--- Data supplied Enclosed Below ---
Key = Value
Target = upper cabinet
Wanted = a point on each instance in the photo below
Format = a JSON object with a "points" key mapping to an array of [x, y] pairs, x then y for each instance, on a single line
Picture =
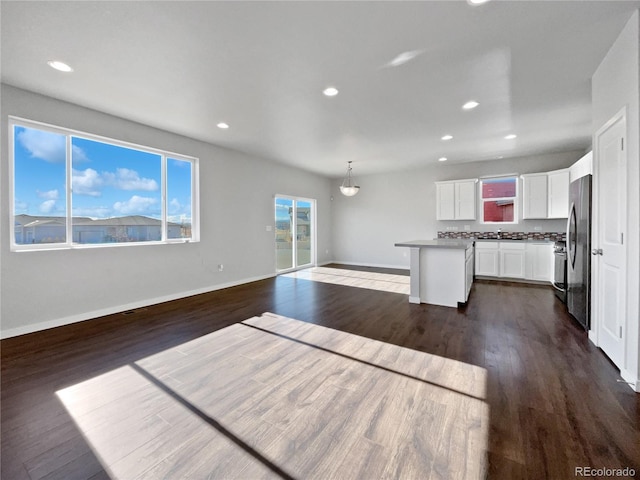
{"points": [[559, 194], [534, 195], [546, 195], [456, 200]]}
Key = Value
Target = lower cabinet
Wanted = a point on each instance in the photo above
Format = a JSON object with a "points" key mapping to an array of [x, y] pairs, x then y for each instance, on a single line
{"points": [[525, 260], [469, 269], [487, 259], [539, 264], [512, 259]]}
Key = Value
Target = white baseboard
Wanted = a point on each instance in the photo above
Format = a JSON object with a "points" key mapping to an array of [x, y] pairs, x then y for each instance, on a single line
{"points": [[373, 265], [81, 317]]}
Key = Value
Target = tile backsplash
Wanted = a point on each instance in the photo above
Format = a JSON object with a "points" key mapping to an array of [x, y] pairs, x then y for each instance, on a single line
{"points": [[551, 236]]}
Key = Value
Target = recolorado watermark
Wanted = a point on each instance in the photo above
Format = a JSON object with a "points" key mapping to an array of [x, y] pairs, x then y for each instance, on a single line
{"points": [[604, 472]]}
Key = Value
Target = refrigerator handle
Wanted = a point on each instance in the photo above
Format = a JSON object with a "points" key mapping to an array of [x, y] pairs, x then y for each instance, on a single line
{"points": [[571, 235]]}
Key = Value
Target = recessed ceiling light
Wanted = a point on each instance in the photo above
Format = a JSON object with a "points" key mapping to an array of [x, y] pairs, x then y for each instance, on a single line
{"points": [[403, 58], [60, 66], [330, 91]]}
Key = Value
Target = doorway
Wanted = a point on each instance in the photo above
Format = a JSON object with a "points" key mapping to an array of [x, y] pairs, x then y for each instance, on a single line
{"points": [[609, 252], [295, 232]]}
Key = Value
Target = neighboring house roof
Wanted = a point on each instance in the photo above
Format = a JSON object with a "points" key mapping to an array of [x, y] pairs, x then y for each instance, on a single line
{"points": [[128, 221]]}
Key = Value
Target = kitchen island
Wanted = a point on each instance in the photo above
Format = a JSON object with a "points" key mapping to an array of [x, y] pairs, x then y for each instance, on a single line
{"points": [[441, 271]]}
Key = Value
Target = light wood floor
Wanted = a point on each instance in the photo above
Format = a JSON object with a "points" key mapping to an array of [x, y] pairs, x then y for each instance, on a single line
{"points": [[274, 397], [508, 385]]}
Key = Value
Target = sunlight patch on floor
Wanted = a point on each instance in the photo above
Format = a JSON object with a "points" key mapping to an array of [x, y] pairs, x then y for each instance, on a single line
{"points": [[352, 278], [274, 397]]}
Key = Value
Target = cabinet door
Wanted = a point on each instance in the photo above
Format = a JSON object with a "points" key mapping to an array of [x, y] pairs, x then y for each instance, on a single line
{"points": [[559, 194], [512, 263], [540, 262], [465, 193], [534, 195], [445, 201], [469, 274], [487, 262]]}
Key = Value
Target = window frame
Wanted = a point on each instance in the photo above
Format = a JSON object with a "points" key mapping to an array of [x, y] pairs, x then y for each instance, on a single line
{"points": [[515, 199], [69, 134]]}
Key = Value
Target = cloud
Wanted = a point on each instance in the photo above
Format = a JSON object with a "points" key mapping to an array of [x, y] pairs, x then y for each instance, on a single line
{"points": [[175, 206], [93, 212], [126, 179], [49, 195], [20, 206], [47, 146], [86, 182], [78, 155], [47, 206], [135, 205]]}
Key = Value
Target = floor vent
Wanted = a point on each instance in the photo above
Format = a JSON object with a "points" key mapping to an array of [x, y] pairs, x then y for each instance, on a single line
{"points": [[131, 312]]}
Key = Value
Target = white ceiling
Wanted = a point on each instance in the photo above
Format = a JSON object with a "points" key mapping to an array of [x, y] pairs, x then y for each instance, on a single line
{"points": [[261, 67]]}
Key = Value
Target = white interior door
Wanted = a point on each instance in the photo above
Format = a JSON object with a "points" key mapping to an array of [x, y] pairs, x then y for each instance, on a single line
{"points": [[608, 249]]}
--- End of Enclosed Data supplied ---
The copy must include every record exactly and none of the pictures.

## Answer to the exercise
Key = Value
Target = upper cabinet
Wanted = a point on each instance in the photo below
Format = a JSON object with a "points" key mapping to an array of [x, y] pairs, x then y for each instance, on a single line
Picture =
{"points": [[559, 194], [534, 195], [546, 195], [456, 200]]}
Key = Value
Target = lower cabinet
Wanted = a point on each instance in the photo above
Format = a JSON object with a "points" key mapping to an array of [x, y] pairs, x then y for each instance, on a single line
{"points": [[525, 260], [469, 269], [487, 259], [539, 264], [512, 259]]}
Key = Value
Target = white baseboard
Wanted = a point on each instance in the photo above
Format = a JSON object with a "points" key mapping to an array of [x, y] pairs, x then y for each instance, on a single line
{"points": [[373, 265], [81, 317]]}
Key = Value
Target = tile backsplash
Wanted = a point on each instance in the photo above
Format = a JSON object with a "points" key mapping to an array of [x, y] pairs, x then y for each instance, on a single line
{"points": [[551, 236]]}
Key = Value
Target = recolorado watermark
Wanted = a point on each instance in the photo above
Format = a JSON object with a "points" key mapping to an array of [x, y] pairs, x then y for each instance, on a single line
{"points": [[604, 472]]}
Key = Value
Target = refrigerator handle
Wanted = a point on each instance in the photo above
Format = a JSON object with a "points" key mapping to an array of [x, y] pairs, x then y for each instance, on a single line
{"points": [[571, 235]]}
Key = Value
Target = recessed ceiling light
Wanted = a point on each instance in the photo above
Format = a JSON object with a "points" key mapping to an array of [x, y] pairs, x then y for each instance, on a single line
{"points": [[403, 58], [60, 66], [330, 91]]}
Key = Value
Target = doorway
Wanted = a point on each instance in the photo above
Format = a JSON object with a "points" key mapping to an array of [x, y] pairs, x then y for each instance, on a single line
{"points": [[609, 252], [295, 232]]}
Key = Value
Target = neighboring house roof
Wanted = a point on each instance in the photo above
Format = a JSON object with a "points" key mapping to an array of [x, y] pairs, x then y for each instance, on a single line
{"points": [[128, 221]]}
Key = Value
Target = kitchen island
Wanted = a point on each instance in the photo above
Format = a JSON object with a "points" key mapping to an array of [x, y] pairs, x then y for each instance, on a single line
{"points": [[441, 271]]}
Key = Value
Target = light wood floor
Wanted = a point on each instance in the photo above
Format = a JSON object with a "points" key mapping to an array of [x, y] pairs, x then y for each instance, on a single line
{"points": [[274, 397], [508, 385]]}
Key = Value
Target = sunlight patch on floor
Wanted = a point on each instance in the photo above
Format = a JSON object with a "points" key mapping to an array of [x, y] pairs, x then y for each instance, on a single line
{"points": [[352, 278], [274, 397]]}
Key = Value
Target = cabinet door
Wanted = a point on each instance in the photo above
Format = a JSON object with a "points" key mapping to an array of [x, y] pairs, x then y for each instance, on a single line
{"points": [[559, 194], [512, 263], [540, 262], [465, 193], [534, 195], [445, 201], [469, 274], [487, 262]]}
Key = Value
Target = window frame
Wanted = a point on each instance in the photo above
Format = a JSON object with a "points" key mapping to an array of [x, y] pairs, x then y for each instance, on a single line
{"points": [[515, 199], [69, 134]]}
Key = Value
Target = cloud
Wanted = a point on each instance in the photo above
Format = a JSON object with a "points" key mapping to an array of [x, y] pairs, x then y for each instance, on a single line
{"points": [[175, 206], [93, 212], [126, 179], [49, 195], [20, 206], [47, 146], [86, 182], [78, 155], [47, 206], [135, 205]]}
Key = Value
Target = floor vent
Wanted = a point on each instance in the photo above
Format = a JSON object with a "points" key mapping to an array of [x, y] pairs, x then y for each instance, on a single line
{"points": [[131, 312]]}
Key = Value
Target = white ceiling
Wanted = a point on each instance in the photo above
Format = a JSON object with a "points" key mapping to an array of [x, y] pairs, x then y for each instance, on a single line
{"points": [[261, 67]]}
Key = Value
Target = white interior door
Wanted = a point on each instance in the photo above
Format = a JSON object with a "points" key mapping to an array of [x, y] pairs, x then y for each instance, on a single line
{"points": [[608, 249]]}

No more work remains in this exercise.